- _WHAT NEEDS TO BE DONE_: Report each line of the entries below that contains the word "body", with case treated as significant.

** START MATERIAL SUPPLIED **

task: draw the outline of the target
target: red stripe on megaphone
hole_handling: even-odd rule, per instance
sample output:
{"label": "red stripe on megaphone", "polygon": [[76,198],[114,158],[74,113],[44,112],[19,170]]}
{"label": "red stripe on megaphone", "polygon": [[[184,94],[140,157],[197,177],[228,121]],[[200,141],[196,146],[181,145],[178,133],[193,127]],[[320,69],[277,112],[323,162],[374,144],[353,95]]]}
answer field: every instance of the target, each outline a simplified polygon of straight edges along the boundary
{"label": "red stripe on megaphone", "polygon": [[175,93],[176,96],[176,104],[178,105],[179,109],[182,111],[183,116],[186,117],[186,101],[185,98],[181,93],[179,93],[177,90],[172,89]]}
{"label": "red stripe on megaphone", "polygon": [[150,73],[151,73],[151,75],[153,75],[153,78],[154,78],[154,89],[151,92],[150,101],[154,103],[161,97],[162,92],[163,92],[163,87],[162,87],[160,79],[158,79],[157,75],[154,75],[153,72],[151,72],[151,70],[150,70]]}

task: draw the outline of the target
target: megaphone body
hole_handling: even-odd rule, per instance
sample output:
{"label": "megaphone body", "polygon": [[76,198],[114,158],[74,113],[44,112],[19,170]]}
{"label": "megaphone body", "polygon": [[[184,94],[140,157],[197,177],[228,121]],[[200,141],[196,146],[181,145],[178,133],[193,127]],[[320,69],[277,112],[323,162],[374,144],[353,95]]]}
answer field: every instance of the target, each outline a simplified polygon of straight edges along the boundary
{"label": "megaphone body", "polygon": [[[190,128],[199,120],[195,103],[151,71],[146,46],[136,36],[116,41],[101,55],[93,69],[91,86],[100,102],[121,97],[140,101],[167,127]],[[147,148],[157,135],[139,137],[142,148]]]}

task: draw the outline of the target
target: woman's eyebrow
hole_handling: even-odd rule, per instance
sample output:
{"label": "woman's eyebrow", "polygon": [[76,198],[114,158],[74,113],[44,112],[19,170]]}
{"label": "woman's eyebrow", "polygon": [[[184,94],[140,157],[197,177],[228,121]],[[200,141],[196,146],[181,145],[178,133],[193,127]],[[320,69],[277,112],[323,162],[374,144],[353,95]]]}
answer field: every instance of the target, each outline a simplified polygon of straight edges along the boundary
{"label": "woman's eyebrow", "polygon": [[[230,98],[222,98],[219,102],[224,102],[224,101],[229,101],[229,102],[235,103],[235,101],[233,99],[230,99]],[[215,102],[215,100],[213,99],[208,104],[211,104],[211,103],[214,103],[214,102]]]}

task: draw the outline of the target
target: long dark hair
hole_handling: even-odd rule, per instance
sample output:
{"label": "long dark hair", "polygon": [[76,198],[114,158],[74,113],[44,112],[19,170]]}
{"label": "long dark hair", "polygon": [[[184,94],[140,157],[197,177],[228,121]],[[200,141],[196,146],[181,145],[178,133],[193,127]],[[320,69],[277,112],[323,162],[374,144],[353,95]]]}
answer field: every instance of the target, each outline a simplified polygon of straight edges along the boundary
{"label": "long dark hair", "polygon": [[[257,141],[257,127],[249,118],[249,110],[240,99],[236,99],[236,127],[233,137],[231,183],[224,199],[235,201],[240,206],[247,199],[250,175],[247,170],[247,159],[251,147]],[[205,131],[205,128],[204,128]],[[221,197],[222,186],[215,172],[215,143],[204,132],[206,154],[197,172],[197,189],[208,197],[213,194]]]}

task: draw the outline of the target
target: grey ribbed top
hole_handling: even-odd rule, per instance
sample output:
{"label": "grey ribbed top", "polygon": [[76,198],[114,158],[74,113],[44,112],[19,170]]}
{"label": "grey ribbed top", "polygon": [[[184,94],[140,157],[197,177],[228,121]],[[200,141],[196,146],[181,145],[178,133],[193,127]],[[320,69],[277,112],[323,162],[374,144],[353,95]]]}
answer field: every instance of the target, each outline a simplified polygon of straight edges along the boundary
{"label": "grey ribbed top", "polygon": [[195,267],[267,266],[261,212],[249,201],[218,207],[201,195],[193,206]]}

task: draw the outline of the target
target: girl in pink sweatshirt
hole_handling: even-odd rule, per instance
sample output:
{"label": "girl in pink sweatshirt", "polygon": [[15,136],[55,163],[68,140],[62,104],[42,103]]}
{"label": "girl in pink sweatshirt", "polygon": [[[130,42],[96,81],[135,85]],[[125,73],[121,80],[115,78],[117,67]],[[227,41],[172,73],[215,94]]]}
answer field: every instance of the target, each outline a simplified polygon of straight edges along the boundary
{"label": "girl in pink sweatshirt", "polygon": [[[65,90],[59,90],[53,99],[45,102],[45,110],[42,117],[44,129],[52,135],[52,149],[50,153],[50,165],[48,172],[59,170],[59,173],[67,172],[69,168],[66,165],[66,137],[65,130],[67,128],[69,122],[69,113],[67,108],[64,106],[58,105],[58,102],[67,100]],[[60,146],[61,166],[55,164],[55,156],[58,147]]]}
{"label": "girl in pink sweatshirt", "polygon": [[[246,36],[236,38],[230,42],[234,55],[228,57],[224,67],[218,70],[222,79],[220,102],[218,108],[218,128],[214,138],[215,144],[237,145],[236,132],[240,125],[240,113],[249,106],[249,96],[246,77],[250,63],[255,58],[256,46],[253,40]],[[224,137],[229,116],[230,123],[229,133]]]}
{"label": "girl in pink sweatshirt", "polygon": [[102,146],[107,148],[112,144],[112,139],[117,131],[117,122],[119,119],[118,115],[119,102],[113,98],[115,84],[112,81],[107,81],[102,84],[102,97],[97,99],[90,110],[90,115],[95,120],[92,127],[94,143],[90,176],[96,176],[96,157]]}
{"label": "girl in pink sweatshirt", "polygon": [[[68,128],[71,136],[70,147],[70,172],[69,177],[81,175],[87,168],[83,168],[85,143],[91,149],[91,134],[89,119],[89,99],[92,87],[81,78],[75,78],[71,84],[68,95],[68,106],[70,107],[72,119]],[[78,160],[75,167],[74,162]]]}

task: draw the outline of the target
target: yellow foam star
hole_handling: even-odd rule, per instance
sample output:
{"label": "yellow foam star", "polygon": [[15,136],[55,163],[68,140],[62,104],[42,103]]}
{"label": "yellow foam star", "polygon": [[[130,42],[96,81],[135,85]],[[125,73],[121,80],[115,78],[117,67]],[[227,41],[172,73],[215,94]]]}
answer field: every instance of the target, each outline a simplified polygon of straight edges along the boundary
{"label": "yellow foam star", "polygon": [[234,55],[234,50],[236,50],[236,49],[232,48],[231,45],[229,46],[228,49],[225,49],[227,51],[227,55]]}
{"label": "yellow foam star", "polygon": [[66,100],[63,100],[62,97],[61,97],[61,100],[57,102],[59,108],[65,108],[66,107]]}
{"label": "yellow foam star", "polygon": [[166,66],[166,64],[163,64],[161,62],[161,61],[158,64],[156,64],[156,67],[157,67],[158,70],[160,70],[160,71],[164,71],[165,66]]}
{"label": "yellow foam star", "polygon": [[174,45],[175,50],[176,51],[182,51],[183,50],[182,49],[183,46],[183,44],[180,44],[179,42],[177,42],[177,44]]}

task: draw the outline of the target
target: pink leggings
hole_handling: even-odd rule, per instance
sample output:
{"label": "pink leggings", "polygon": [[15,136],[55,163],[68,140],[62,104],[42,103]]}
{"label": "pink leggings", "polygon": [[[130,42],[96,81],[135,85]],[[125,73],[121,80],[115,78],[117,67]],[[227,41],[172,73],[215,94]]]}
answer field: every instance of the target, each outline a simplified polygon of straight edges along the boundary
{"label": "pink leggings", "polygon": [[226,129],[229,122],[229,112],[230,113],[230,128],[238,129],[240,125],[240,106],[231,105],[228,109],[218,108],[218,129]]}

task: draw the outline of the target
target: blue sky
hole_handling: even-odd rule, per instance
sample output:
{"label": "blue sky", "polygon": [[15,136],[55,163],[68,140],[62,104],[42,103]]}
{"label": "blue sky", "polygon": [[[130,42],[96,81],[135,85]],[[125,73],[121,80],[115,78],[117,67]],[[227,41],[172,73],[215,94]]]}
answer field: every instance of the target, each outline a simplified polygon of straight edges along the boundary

** END MATERIAL SUPPLIED **

- _ANSWER TO THE EXERCISE_:
target: megaphone body
{"label": "megaphone body", "polygon": [[76,198],[114,158],[74,113],[44,112],[19,170]]}
{"label": "megaphone body", "polygon": [[[184,94],[140,157],[197,177],[228,121]],[[200,141],[196,146],[181,145],[178,133],[193,127]],[[320,69],[277,112],[323,162],[374,144],[353,95]]]}
{"label": "megaphone body", "polygon": [[[190,128],[199,120],[195,103],[151,71],[146,46],[136,36],[116,41],[101,55],[93,69],[91,86],[100,102],[121,97],[140,101],[167,127]],[[147,148],[157,135],[139,137],[142,148]]]}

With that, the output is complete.